■ **Source document**:

My boots are slightly too big. My feet slide a little bit inside as I walk, forward and back. By the end of my half hour roundabout they will have had a thorough falling-out with my socks who will have slouched and slid down and made annoying little ridges under the arch of each foot. My big boots make a crumping noise on the crushed crystals of the frozen snow. It's dark but for the puddled glow of the streetlights, strung like beads along each path and road. There, where the path curves away into the trees, one bead of light is missing. It's a little spooky walking the snail trail tunnel in the dark all alone. Crunch, crunch, crunch goes the ice beneath my boots.

Suddenly, I realize that I can hear crunching that ISN'T MINE. Is there someone following me through the shadowed snowscape and the wintry winds? I strain my ears and slow just slightly to throw off my stride and differentiate between my crunching and this new, not-me noise. Crump, crump, crump CRUMP. It's probably just someone walking their dog, the snail trail is a very popular place for dog-walking, since it's nearly the only non-paved, tree-lined path in the village. Crump, crunch. Earlier I passed Leo, the big-headed Rhodesian Ridgeback that lives across the street with our neighbor Tobias, but they were headed the other way, back toward the warm lights in their windows.

I can't take it anymore and swing around to look; the noise is RIGHT BEHIND ME.

There's no one there.

The little creek that runs beside the trail is silent and still though the water isn't frozen. It's a black shiny snake between the white banks. Someone took a snowplow through here a few weeks ago, the treadmarks are still sculpted and patterned, trimming each side of the path neatly. There are bootprints and pawprints between the icy patches. Evidence of new year revelry lies charred and forgotten beneath the birches. I keep moving, because it's too cold to stand still. There it is again. Crunch, crunch, crunch.

Suddenly, I realize where the noise is coming from and laugh: it's the little box of Tic-Tac's in my coat pocket, swinging back and forth with each step.

■ **Task requirements**:
1) Answer these from the snail trail passage:
(a) What breed is Leo?
(b) Is the creek beside the trail frozen?
(c) What turns out to be making the extra crunching noise?
2) Write a short continuation of the snail trail passage, starting after its final sentence.

■ **Given information**:
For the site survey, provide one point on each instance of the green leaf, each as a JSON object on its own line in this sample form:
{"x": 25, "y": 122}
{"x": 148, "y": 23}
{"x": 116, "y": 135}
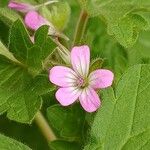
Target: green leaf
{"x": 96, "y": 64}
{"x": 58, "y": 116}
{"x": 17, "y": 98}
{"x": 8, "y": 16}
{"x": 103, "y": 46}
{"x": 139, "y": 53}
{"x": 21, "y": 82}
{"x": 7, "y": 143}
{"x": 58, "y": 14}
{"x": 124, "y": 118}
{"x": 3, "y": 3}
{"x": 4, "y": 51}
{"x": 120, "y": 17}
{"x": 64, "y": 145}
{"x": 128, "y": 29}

==

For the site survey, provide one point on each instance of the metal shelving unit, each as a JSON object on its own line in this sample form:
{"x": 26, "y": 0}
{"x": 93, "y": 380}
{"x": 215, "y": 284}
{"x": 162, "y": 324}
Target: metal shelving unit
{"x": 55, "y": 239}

■ **Responses in order**:
1)
(a) A Rhodesian Ridgeback.
(b) No. The creek is silent and still, but its water isn't frozen.
(c) The little box of Tic-Tac's in the coat pocket, swinging back and forth with each step.

2)
My chin stays tucked into my scarf, which is tightly snugged around my throat. I detest hats so in a concession to the elements (don't say it, idahoswede!), I've got a winter headband on, adorned with what else? Moose, of course. My arms swing freely, and by the end of the path I can feel my back and neck muscles loosening and lengthening with each stride. This is a good way to end the day, pulling out all the tensions and the bad posture and sending them flowing down each leg to be flung to the ground and stepped on, crunch crunch.

Ahead, the black silhouettes of a dog and a walker (rendered gender-free by the neutral blocking bulk of a down coat) pass over the street to the meadow and disappear. There is no one else about, until a child appears, walking rapidly toward me, an incongruous blow-up rubber boat hoisted over her head. "Hej," she greets me, without breaking her stride. "Hej," I return. There's no attempt at conversation with anyone on these walks; I suspect it would be different if there was a dog at my knee. My breath puffs and fogs, my glasses opaque and clear repeatedly.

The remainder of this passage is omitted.